Data entries:
"""
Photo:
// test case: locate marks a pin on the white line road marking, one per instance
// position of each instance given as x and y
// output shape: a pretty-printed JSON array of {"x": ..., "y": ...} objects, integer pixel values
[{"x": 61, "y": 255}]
"""
"""
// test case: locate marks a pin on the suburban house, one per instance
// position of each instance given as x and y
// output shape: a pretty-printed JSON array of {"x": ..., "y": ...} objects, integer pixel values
"""
"""
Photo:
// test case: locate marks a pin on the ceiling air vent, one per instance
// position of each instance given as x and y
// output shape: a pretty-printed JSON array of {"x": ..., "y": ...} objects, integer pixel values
"""
What needs to be done:
Count the lines in the data above that contain the word "locate". Reply with the number only.

Final result:
3